== DATA FOR THIS EXERCISE

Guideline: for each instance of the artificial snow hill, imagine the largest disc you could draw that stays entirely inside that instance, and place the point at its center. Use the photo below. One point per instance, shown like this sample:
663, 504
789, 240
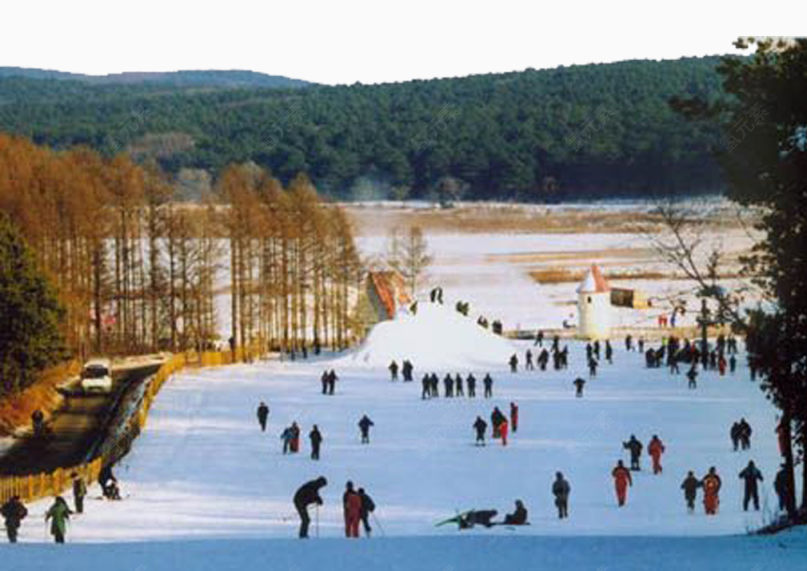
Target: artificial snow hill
435, 337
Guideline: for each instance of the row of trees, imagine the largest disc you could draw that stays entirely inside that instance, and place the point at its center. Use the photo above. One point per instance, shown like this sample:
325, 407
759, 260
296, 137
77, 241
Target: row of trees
137, 272
572, 132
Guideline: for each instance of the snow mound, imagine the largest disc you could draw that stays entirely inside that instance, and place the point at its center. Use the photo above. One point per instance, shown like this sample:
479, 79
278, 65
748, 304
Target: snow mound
436, 338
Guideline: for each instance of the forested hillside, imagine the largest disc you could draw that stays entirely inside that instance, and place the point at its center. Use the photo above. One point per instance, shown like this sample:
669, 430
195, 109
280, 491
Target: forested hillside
583, 131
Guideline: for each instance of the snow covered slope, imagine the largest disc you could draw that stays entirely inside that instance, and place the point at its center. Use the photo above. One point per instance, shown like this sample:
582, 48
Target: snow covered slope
436, 336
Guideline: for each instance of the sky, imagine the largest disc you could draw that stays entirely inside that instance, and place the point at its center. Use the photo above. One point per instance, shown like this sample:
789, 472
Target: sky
348, 41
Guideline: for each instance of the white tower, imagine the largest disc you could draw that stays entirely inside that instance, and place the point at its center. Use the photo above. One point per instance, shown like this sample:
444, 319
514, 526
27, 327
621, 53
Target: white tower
594, 306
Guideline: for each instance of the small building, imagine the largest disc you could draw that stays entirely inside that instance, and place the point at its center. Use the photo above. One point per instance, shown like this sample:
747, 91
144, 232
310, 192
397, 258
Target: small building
387, 293
594, 306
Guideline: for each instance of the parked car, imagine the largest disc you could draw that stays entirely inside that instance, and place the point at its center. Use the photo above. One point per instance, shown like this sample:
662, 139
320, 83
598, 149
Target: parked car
96, 376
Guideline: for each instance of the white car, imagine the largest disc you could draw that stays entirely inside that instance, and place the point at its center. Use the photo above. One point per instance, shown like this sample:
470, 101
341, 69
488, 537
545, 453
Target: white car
96, 376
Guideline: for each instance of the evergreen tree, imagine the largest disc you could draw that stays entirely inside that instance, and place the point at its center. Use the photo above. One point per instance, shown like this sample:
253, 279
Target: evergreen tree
30, 314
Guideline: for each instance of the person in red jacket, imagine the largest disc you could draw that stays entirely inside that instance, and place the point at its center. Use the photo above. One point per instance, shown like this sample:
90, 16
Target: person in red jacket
622, 480
514, 416
656, 449
351, 504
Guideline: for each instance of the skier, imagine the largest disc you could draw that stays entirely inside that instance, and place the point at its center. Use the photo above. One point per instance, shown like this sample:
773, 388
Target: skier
782, 485
528, 366
448, 385
750, 474
367, 506
13, 512
471, 382
263, 414
364, 425
622, 480
351, 505
635, 448
79, 492
711, 484
690, 486
561, 490
316, 439
578, 385
734, 433
306, 495
496, 418
745, 434
480, 426
518, 517
656, 449
488, 382
58, 513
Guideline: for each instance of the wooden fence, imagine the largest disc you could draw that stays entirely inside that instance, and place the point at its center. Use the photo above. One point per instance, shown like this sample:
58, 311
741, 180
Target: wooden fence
37, 486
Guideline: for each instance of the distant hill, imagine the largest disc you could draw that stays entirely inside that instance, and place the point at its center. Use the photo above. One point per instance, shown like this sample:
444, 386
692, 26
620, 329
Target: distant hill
189, 78
589, 131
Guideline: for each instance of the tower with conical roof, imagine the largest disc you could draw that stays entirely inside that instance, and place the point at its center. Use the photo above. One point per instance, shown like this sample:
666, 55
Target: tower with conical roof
594, 306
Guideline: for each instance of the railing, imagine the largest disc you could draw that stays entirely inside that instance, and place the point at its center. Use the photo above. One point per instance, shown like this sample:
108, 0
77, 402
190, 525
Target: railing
37, 486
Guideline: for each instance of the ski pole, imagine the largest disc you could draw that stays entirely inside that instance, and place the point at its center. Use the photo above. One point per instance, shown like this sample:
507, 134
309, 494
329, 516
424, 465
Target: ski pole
378, 523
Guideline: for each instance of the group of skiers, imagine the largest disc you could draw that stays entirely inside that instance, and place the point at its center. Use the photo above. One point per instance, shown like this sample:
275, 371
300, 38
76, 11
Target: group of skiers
499, 424
452, 386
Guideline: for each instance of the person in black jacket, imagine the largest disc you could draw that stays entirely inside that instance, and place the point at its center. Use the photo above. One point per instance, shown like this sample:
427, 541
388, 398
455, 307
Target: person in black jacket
316, 439
306, 495
13, 513
690, 486
364, 425
263, 415
751, 475
367, 506
480, 426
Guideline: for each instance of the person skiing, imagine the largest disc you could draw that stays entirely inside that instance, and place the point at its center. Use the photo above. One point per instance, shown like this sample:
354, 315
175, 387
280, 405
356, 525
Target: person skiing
488, 382
656, 448
622, 480
561, 490
367, 507
13, 512
59, 514
518, 517
79, 492
751, 475
364, 425
781, 486
480, 426
351, 506
496, 418
745, 434
316, 440
711, 484
690, 486
734, 433
471, 382
263, 415
635, 448
306, 495
503, 428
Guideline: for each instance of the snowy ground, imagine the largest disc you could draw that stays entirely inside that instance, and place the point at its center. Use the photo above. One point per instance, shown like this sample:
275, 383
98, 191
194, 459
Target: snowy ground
202, 469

====

The pictures should not appear in the copy; every other part of the records above must be returned exactly.

Guideline: for each instance of the artificial snow hill, imagine the largest disc you could draw that stays entirely inside that instance, and place the point at its center. Use the photo below. One point per instance, shown like this sample:
663, 504
789, 240
Target: artificial snow hill
435, 337
Guideline: for each instance of the row of trees, imagine the largest disc you could draw that stays entirely inside that instance, and place the point at its center. Use the photo above. One point per instance, shown like this sample:
325, 407
759, 260
296, 137
77, 241
Target: row of trees
137, 272
572, 132
Guideline: for each instance of the snow mound, imagine the largest disc you could draw that stays entirely inside that instance, and place the point at its center. Use the photo above. One point per instance, shown like this sample:
479, 79
278, 65
748, 304
Target: snow mound
436, 338
Guideline: for each instance of the forested hillside, imagine the largest disc you could draw that stays entirely inside that instance, and place the point at its center. Use the photo above. One point per instance, shown like this sample:
669, 430
195, 109
280, 491
Target: forested hillside
583, 131
Guideline: for each instance of the snow covered slope, imagine the largest disc you could draw that stays entirely inside that instance, and place the point at its center. Use the photo above. One point per instance, shown like this sample:
582, 48
Target: snow covered slope
436, 336
Guideline: for each instance of the sky, imagine the largest disc you could draw that stays entirely inside that instance, and place the point at its center. Use the photo above. One point per instance, shown like this sample:
789, 472
Target: sky
348, 41
Guideline: for each instance of the white tower, imagine the largest disc you could draw that stays entirely inside that instance, and place the point at its center. Use the photo above. One point per instance, shown like this sample:
444, 319
514, 526
27, 327
621, 53
Target: white tower
594, 306
Guideline: for each instance of the small building, imagine the largest disc you could draw that stays entirely inside that instance, and place the point at its center. Use the photo above. One point per instance, shown like this sample:
747, 91
144, 232
310, 192
397, 258
Target: small building
387, 293
594, 306
Guideline: for each instance of the parked car, imagine the largest disc you could draw that stays entirely inside that instance, and place the point at its center. Use the photo above. One point per instance, shown like this sample:
662, 139
320, 83
598, 149
Target: parked car
96, 376
Guideline: for each instance of the white car, imagine the largest disc you could draw that stays entirely inside that instance, and place the point at its center. Use the photo above. One point per instance, shown like this sample:
470, 101
341, 69
488, 537
545, 453
Target: white car
96, 376
Guideline: for each instance of the evergreen tree, imagine the largest disc you could draw that stays entirely inside that instance, and place the point at its center. Use the photo above. One point per instance, shown like this sample:
253, 279
Target: evergreen tree
30, 314
Guideline: for each instance of the person in red jacket, imagine the largest disc you could draw that stays entirely inside that instance, and place the point at its center. Use the photo above. One point per instance, shown like this sample:
90, 16
Target: person in red jacket
622, 480
514, 416
656, 449
351, 504
Guideline: for each instance of the skier, imagine the largest disc you could draw that stays entirely inside that instance, and place the point at its center. Use the photo above. One point per instance, shown like this sample:
773, 388
Target: skier
782, 485
528, 366
448, 385
750, 474
367, 506
13, 512
471, 382
263, 414
364, 425
622, 480
351, 505
635, 448
79, 492
711, 484
690, 486
561, 490
316, 439
578, 385
734, 433
306, 495
496, 418
745, 434
480, 426
518, 517
656, 449
488, 382
58, 513
Guideline: for each instance of the wooden fence, imagine the largest disc you could draw that stays entirely inside that instance, and place the point at its center. Use the photo above. One point per instance, shown like this sample:
58, 311
741, 180
Target: wooden fence
37, 486
Guideline: for each instance of the distant hill, imagine the largest disc you could draw that stays entirely inside that instance, and place the point at its center. Use the photo above. One point per instance, shown like this sample:
444, 386
692, 26
620, 329
Target: distant hill
189, 78
589, 131
Guideline: for each instance of the tower with conical roof, imagine the largest disc you could draw that stays entirely inside that instance, and place the point at its center. Use the photo above. One point per instance, shown like this sample:
666, 55
Target: tower with conical roof
594, 306
Guideline: for each instance of the railing, imagine the largest disc you could draw that stays entirely inside that instance, and place the point at its center. Use the photo above. One point per instance, shown like this sample:
108, 0
77, 402
190, 525
Target: railing
37, 486
Guideline: for each instance of the ski pole, imagine the largest disc you could draw that stays entirely inside that instance, and place the point at its center. Use the photo above. One point per instance, shown like this sample:
507, 134
309, 494
329, 516
424, 465
Target: ski pole
378, 523
Guideline: for each instance of the group of skiers, imagine the largest disc you could draw that stays entirely inside that instance, and place the point at its center. Use the photo above. One point per instance, shown like this sample:
275, 371
300, 38
76, 11
Target: group of skiers
499, 424
452, 386
Guideline: for each instance of the person in black jacket, imagine the largest disc you could draw that stays entirely inside that instance, and place the point at its center. Use the photo above. One point per instance, shown like this sample:
427, 541
388, 398
455, 307
Target: person in black jacket
316, 439
306, 495
13, 513
690, 486
364, 425
263, 415
751, 475
367, 506
480, 426
Guideline: for each instance of the person skiing, imagine the largest disc you could draw that stays entirely inside that instance, and place the point at its center. Use the photo above. One point per instance, shown like this sample:
354, 315
175, 387
280, 405
356, 525
Target: person skiing
488, 382
656, 448
622, 480
561, 490
367, 507
13, 512
59, 514
518, 517
79, 492
751, 475
364, 425
781, 486
480, 426
351, 506
496, 418
745, 434
316, 440
711, 484
690, 486
734, 433
471, 382
263, 415
635, 448
306, 495
503, 428
Guideline: for each instance of the snowy ground, imagine the largest disc you could draw that stays entirely inside that instance, and place the point at its center. Use the photo above. One point per instance, shown like this sample:
275, 383
98, 191
194, 459
Target: snowy ground
202, 469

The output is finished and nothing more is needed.